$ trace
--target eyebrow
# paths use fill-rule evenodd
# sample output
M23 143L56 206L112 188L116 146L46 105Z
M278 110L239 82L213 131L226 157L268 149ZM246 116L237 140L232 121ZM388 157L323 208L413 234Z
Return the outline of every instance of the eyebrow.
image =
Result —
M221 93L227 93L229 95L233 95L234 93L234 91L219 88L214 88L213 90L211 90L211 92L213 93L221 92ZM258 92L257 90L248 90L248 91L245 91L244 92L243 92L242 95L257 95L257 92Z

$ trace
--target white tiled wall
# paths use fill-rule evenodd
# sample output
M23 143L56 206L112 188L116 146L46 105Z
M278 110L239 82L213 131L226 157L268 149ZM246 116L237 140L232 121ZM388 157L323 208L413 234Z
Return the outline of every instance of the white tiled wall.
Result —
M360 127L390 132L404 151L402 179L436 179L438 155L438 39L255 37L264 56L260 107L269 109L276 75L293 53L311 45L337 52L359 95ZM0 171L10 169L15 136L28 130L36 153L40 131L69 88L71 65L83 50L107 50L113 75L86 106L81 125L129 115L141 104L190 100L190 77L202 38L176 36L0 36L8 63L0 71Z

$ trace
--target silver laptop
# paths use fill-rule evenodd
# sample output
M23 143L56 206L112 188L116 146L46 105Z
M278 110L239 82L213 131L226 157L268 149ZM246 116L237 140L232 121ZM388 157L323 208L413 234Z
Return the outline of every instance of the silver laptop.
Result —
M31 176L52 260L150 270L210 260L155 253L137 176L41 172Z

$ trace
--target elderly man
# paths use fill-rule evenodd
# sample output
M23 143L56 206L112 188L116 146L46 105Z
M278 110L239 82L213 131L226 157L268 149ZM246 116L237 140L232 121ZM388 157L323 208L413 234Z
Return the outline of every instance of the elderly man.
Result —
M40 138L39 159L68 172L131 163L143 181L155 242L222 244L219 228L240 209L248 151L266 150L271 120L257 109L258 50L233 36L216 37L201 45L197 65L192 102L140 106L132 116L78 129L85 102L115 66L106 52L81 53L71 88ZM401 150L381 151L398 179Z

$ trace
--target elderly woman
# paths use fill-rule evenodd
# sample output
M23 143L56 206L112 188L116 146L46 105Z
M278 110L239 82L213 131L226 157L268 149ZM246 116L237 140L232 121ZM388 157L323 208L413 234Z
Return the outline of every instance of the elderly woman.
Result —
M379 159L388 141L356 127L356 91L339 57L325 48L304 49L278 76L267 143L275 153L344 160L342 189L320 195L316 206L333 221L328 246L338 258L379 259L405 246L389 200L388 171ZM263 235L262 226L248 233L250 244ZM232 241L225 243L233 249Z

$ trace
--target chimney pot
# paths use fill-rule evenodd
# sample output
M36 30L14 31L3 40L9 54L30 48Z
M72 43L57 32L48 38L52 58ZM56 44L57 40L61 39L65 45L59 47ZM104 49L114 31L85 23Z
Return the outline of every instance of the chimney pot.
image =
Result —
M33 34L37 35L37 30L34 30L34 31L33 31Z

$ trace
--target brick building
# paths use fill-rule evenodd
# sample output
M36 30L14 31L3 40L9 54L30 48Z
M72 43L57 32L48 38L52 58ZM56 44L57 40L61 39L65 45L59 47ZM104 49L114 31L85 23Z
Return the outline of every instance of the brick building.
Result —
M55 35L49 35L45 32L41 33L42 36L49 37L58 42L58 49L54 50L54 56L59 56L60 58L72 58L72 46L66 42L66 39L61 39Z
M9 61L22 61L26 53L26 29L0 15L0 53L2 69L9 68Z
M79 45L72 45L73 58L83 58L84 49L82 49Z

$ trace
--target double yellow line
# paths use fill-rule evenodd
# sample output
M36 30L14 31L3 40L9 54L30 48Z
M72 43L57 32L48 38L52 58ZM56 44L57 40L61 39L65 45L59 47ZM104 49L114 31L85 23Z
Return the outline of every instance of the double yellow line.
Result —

## Set problem
Rewrite the data from its first line through the line containing "Return the outline of every instance of the eyebrow.", switching "sample output" to "example output" and leaving everything else unchanged.

## Task output
$ trace
--target eyebrow
# paths use fill-rule evenodd
# example output
M23 143L56 206L112 188L116 146L46 105Z
M278 110L239 82L213 131L226 157L268 149ZM246 116L237 140L232 121ZM388 157L323 208L413 234Z
Return the outline of every instance of the eyebrow.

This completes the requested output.